Task goal — Output the material below unchanged, apart from leaving out the pictures.
..........
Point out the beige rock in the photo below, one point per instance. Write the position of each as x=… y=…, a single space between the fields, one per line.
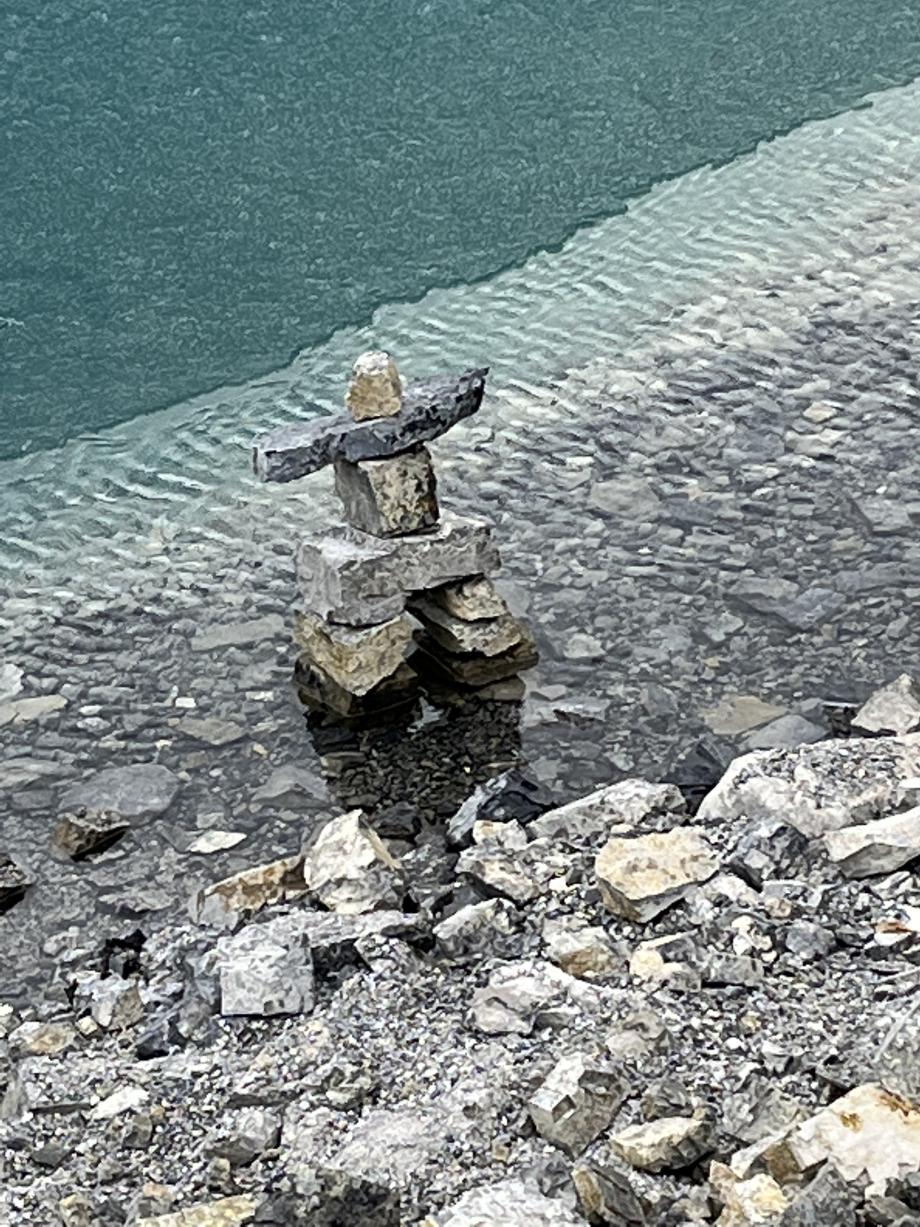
x=389 y=497
x=756 y=1201
x=665 y=1145
x=869 y=1133
x=740 y=713
x=374 y=388
x=470 y=599
x=584 y=952
x=350 y=868
x=222 y=904
x=225 y=1212
x=878 y=847
x=358 y=658
x=42 y=1038
x=640 y=877
x=663 y=961
x=894 y=708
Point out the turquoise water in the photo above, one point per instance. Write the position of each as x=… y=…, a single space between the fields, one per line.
x=189 y=193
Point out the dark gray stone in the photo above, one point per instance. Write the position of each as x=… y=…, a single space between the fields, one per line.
x=429 y=407
x=135 y=792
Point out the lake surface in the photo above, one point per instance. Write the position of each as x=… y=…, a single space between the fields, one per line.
x=193 y=193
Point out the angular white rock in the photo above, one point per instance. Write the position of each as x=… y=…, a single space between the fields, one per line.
x=639 y=877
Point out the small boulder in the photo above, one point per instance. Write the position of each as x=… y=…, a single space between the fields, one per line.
x=642 y=876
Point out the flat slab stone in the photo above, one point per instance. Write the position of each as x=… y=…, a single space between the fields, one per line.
x=356 y=658
x=475 y=669
x=389 y=497
x=487 y=634
x=429 y=407
x=358 y=579
x=134 y=792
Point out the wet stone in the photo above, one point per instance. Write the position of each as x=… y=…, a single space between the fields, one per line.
x=389 y=497
x=488 y=636
x=88 y=831
x=469 y=599
x=357 y=659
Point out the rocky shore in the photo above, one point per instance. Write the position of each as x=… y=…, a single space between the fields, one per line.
x=628 y=1009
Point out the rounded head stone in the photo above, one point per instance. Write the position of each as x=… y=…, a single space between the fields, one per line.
x=374 y=388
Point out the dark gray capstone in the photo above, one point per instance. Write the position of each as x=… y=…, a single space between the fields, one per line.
x=429 y=407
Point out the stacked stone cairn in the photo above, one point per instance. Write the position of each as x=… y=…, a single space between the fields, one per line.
x=400 y=577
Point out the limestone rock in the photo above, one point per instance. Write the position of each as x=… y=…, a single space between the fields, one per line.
x=88 y=831
x=389 y=497
x=360 y=579
x=350 y=869
x=817 y=788
x=577 y=1102
x=356 y=658
x=487 y=929
x=632 y=803
x=510 y=866
x=429 y=407
x=487 y=636
x=639 y=877
x=318 y=691
x=469 y=599
x=665 y=1145
x=42 y=1038
x=520 y=996
x=756 y=1201
x=225 y=902
x=112 y=1003
x=669 y=960
x=869 y=1134
x=225 y=1212
x=265 y=969
x=135 y=792
x=582 y=951
x=878 y=847
x=374 y=388
x=894 y=708
x=507 y=1204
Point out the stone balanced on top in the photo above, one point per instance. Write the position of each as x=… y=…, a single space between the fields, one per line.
x=398 y=553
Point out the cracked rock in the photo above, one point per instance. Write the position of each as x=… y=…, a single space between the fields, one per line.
x=639 y=877
x=350 y=869
x=577 y=1102
x=894 y=708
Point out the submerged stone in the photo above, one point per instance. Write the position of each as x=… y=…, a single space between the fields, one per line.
x=360 y=579
x=429 y=407
x=389 y=497
x=356 y=658
x=488 y=636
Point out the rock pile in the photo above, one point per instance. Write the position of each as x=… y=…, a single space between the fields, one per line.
x=398 y=555
x=610 y=1012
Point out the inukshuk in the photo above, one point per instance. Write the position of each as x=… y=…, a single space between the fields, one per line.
x=398 y=555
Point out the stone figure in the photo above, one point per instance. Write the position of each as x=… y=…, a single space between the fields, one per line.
x=400 y=577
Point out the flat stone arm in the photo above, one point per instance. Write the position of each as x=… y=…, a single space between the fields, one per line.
x=429 y=407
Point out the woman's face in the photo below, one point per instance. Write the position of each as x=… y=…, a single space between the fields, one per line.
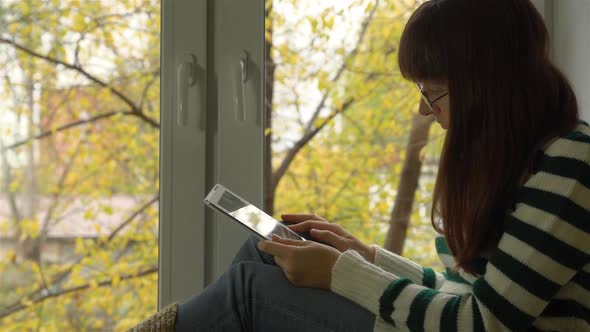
x=440 y=106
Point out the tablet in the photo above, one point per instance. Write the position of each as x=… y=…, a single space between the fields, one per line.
x=247 y=215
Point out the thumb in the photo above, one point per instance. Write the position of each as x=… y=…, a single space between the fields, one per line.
x=330 y=238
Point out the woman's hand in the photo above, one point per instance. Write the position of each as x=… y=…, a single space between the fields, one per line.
x=305 y=263
x=326 y=232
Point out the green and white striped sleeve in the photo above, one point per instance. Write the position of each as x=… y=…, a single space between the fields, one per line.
x=546 y=245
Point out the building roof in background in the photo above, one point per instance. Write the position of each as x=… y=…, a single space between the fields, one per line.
x=76 y=217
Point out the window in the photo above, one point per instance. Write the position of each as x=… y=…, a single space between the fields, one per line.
x=342 y=125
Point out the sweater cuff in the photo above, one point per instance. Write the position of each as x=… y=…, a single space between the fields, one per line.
x=398 y=265
x=360 y=281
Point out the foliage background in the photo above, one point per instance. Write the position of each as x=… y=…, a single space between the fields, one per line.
x=80 y=131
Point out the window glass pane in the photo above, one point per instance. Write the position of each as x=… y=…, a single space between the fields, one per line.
x=79 y=135
x=339 y=118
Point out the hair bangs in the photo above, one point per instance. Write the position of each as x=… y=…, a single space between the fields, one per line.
x=422 y=55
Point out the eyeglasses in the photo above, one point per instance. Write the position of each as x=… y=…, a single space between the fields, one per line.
x=426 y=99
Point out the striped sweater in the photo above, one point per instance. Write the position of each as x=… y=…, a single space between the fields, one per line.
x=537 y=278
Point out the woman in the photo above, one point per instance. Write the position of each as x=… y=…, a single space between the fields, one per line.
x=511 y=202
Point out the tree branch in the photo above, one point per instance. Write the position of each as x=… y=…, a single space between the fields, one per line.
x=18 y=304
x=310 y=132
x=66 y=291
x=67 y=126
x=292 y=152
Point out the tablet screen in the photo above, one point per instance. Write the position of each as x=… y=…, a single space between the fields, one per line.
x=252 y=217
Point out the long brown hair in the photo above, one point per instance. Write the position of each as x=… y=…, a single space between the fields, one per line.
x=507 y=99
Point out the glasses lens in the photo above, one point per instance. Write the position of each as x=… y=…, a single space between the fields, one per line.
x=426 y=101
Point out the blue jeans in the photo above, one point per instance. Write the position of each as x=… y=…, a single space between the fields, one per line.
x=255 y=295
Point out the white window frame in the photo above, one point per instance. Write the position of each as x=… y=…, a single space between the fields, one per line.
x=221 y=142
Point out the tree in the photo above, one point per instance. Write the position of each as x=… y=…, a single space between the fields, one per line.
x=90 y=142
x=81 y=81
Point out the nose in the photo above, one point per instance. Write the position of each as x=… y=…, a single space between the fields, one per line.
x=423 y=108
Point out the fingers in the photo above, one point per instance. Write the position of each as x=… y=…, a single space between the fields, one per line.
x=330 y=238
x=289 y=242
x=308 y=225
x=279 y=246
x=300 y=217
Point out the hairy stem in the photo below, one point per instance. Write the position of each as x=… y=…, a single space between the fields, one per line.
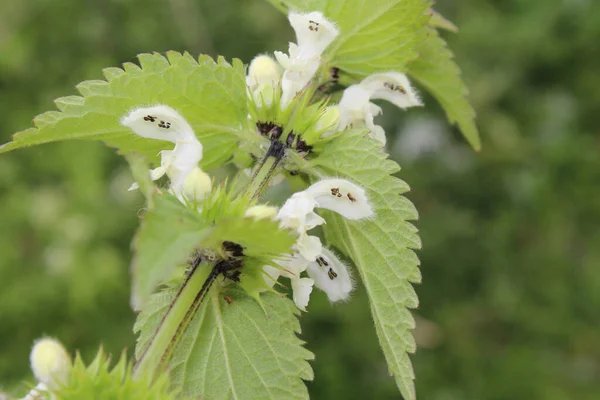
x=169 y=329
x=266 y=170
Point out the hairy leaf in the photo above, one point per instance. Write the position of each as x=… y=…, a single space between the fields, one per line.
x=210 y=95
x=170 y=232
x=167 y=236
x=236 y=348
x=380 y=246
x=436 y=70
x=376 y=35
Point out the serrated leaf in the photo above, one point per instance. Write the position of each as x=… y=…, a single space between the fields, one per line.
..........
Solution to this exercise —
Point out the beige rock in the photo below, one point per instance. Write the position of each as x=… y=…, a single space between the fields, one per line.
x=389 y=497
x=756 y=1201
x=665 y=1145
x=869 y=1133
x=740 y=713
x=374 y=388
x=470 y=599
x=584 y=952
x=350 y=868
x=222 y=904
x=225 y=1212
x=878 y=847
x=358 y=658
x=42 y=1038
x=640 y=877
x=663 y=961
x=894 y=708
Point out the turquoise water in the photo above, one point per instance. Write the position of each as x=… y=…, a single space between the fields, one per line.
x=189 y=193
Point out the dark gray stone in the photo above, one point per instance. Write the position of each as x=… y=…, a single space between the fields, one per line.
x=429 y=407
x=135 y=792
Point out the lake surface in the photo above, one point per instance. Write the position of each as x=… y=…, a single space between the fields, one per line.
x=193 y=193
Point out the angular white rock in the photo above, one point per instance. Write the position of each as x=… y=…, a single space between the fields, one per line.
x=639 y=877
Point out the small boulder in the photo above, one point per instance. Write the position of each as x=… y=…, a single space between the fields, one per line.
x=642 y=876
Point out the flat slab stone in the photo above, one point per instance. Write the position of each as x=… y=…, a single space between the fields, one per line.
x=356 y=658
x=475 y=669
x=389 y=497
x=487 y=634
x=429 y=407
x=358 y=579
x=134 y=792
Point out the wet stone in the photo above, one point per instance. Write the position of each as x=… y=…, a single space between the fields, one per line.
x=389 y=497
x=488 y=636
x=88 y=831
x=469 y=599
x=357 y=659
Point out the rocky shore in the photo above, one point per instance. Write the position of each as x=… y=…, a single space between the fields, one per line.
x=628 y=1009
Point out the rounded head stone in the photo above, one point per instance. Write the position of each as x=… y=…, a single space between the fields, one per line.
x=374 y=388
Point out the dark gray capstone in the photo above, one point per instance. Write the position of each as x=… y=…, a single space between the fields, one per line.
x=429 y=407
Point out the stacked stone cairn in the photo above, one point per instance. Write the position of each as x=… y=…, a single space between the fields, one per line.
x=400 y=577
Point out the limestone rock in the photo above, one point per instance. Write the position of each as x=… y=…, a single space between the fields, one per line.
x=88 y=831
x=389 y=497
x=360 y=579
x=350 y=869
x=817 y=788
x=577 y=1102
x=356 y=658
x=487 y=929
x=632 y=803
x=510 y=866
x=429 y=407
x=487 y=636
x=639 y=877
x=318 y=691
x=469 y=599
x=665 y=1145
x=42 y=1038
x=520 y=996
x=756 y=1201
x=225 y=902
x=112 y=1003
x=669 y=960
x=869 y=1134
x=225 y=1212
x=265 y=969
x=135 y=792
x=582 y=951
x=878 y=847
x=374 y=388
x=894 y=708
x=507 y=1204
Point out the stone balanced on top in the photo above, one point per instance. Write the position of each as x=… y=…, a single space between the fields, one per line.
x=398 y=553
Point out the cracked rock in the photo above, one point per instance. Write the position of each as x=… y=…, a single space between the fields, one per line.
x=639 y=877
x=350 y=869
x=577 y=1102
x=894 y=708
Point out the submerged stone in the photo above, one point per instance. Write the position of each as x=… y=…, a single space between the fields, one per line.
x=360 y=579
x=429 y=407
x=389 y=497
x=356 y=658
x=488 y=636
Point out the rock pile in the photo above, one point per instance. Write the position of each as x=… y=…, a single space between the fields, one per line.
x=398 y=555
x=610 y=1012
Point out the inukshuk in the photo above, one point per instance. Write the position of each as x=… y=…, a single space between the fields, one per line.
x=398 y=555
Point out the stone figure in the photo above, one point per instance. Write the position of each as x=… y=…, a single space between the fields, one per line.
x=400 y=577
Point out the flat stone arm in the photo above, one point per instance. Write the position of each as x=… y=…, a single space between the fields, one per line.
x=429 y=407
Point out the woman's face in the photo below, one point per instance. Write the position of each as x=… y=…, a single space between the fields, one per line.
x=440 y=106
Point out the tablet in the photo above, one point per instance. Write the position of each as x=… y=…, a single space between the fields, one per line.
x=247 y=215
Point out the thumb in the photo above, one point per instance. Write the position of each as x=… y=…, a single space between the fields, one per line.
x=330 y=238
Point out the woman's hand in the photo above, one point per instance. Write the position of each as x=… y=…, a single space between the fields, one per line.
x=305 y=263
x=326 y=232
Point out the green and white striped sleeve in the photo above, one point per instance. Write the position of each as x=… y=…, a single space between the fields, one per line.
x=546 y=245
Point out the building roof in background in the photo above, one point per instance. Write the position of each as x=… y=…, a single space between the fields, one per line.
x=76 y=217
Point out the window in the photo above, one point per instance. Write the position of each as x=… y=…, a single space between the fields, one per line.
x=342 y=125
Point out the sweater cuff in the photo above, one point per instance. Write the position of each as x=… y=…, a single space between the fields, one per line.
x=398 y=265
x=360 y=281
Point out the foliage background in the photo above, one point per instance. Write the position of each as x=… y=…, a single space between the fields, one per line.
x=80 y=131
Point out the window glass pane in the photo above, one point per instance. Write the position of each as x=… y=…, a single space between the fields, one per line.
x=79 y=135
x=339 y=118
Point out the hair bangs in the photo above, one point per instance. Write the position of each as x=… y=…, a single space between the fields, one per line.
x=422 y=55
Point out the eyeglasses in the photo above, one point per instance. Write the position of each as x=… y=…, a single space between the fields, one per line.
x=426 y=99
Point out the striped sweater in the photo above, one point per instance. Write the position of each as x=… y=…, a single space between the fields, one per line.
x=537 y=278
Point out the woman in the photo above, one point per instance. Write the position of each as x=… y=…, a single space between the fields, one per line.
x=511 y=202
Point out the tree branch in the photo above, one point per instance. Write the position of each as x=… y=…, a single space between the fields, one per line.
x=18 y=304
x=310 y=132
x=66 y=291
x=67 y=126
x=292 y=152
Point out the tablet screen in the photo above, one point per instance. Write the position of each as x=… y=…, a single space between the fields, one per line.
x=252 y=217
Point out the long brown hair in the photo above, one point per instance. Write the position of each as x=… y=…, a single space between the fields, one per line.
x=507 y=99
Point out the glasses lens in the photo above, one point per instance. Write the position of each as x=… y=…, a single space between the fields, one per line.
x=426 y=101
Point out the blue jeans in the photo above, one point per instance. Write the position of each as x=… y=…, a single space between the fields, one per line.
x=255 y=295
Point out the white window frame in the photo above, one point per instance. Write the position of each as x=… y=…, a single space between the fields, one per line.
x=221 y=142
Point out the tree in the photo above, one point per instance. Write the position of each as x=… y=…, a single space between the fields, one per line.
x=90 y=142
x=81 y=81
Point out the nose in the photo above, one point per instance. Write the position of each as x=… y=…, a single space between the fields, one per line.
x=423 y=108
Point out the fingers in the photo above, one point per instance. Write the position of each as x=… y=…, a single space between the fields, one per line.
x=330 y=238
x=289 y=242
x=308 y=225
x=279 y=246
x=300 y=217
Point out the hairy stem in the photo below, one point per instance. Write the position of each as x=… y=…, a single space between the fields, one per line.
x=169 y=329
x=266 y=170
Point out the hairy leaf in the photo above, one point per instance. Write the position of each as x=… y=…, a single space between the fields, one per line.
x=210 y=95
x=170 y=232
x=167 y=236
x=236 y=348
x=380 y=246
x=436 y=70
x=376 y=35
Point out the serrated leaf in the photo above, one point per instance. Write the position of each as x=… y=…, a single space between the fields, one per line.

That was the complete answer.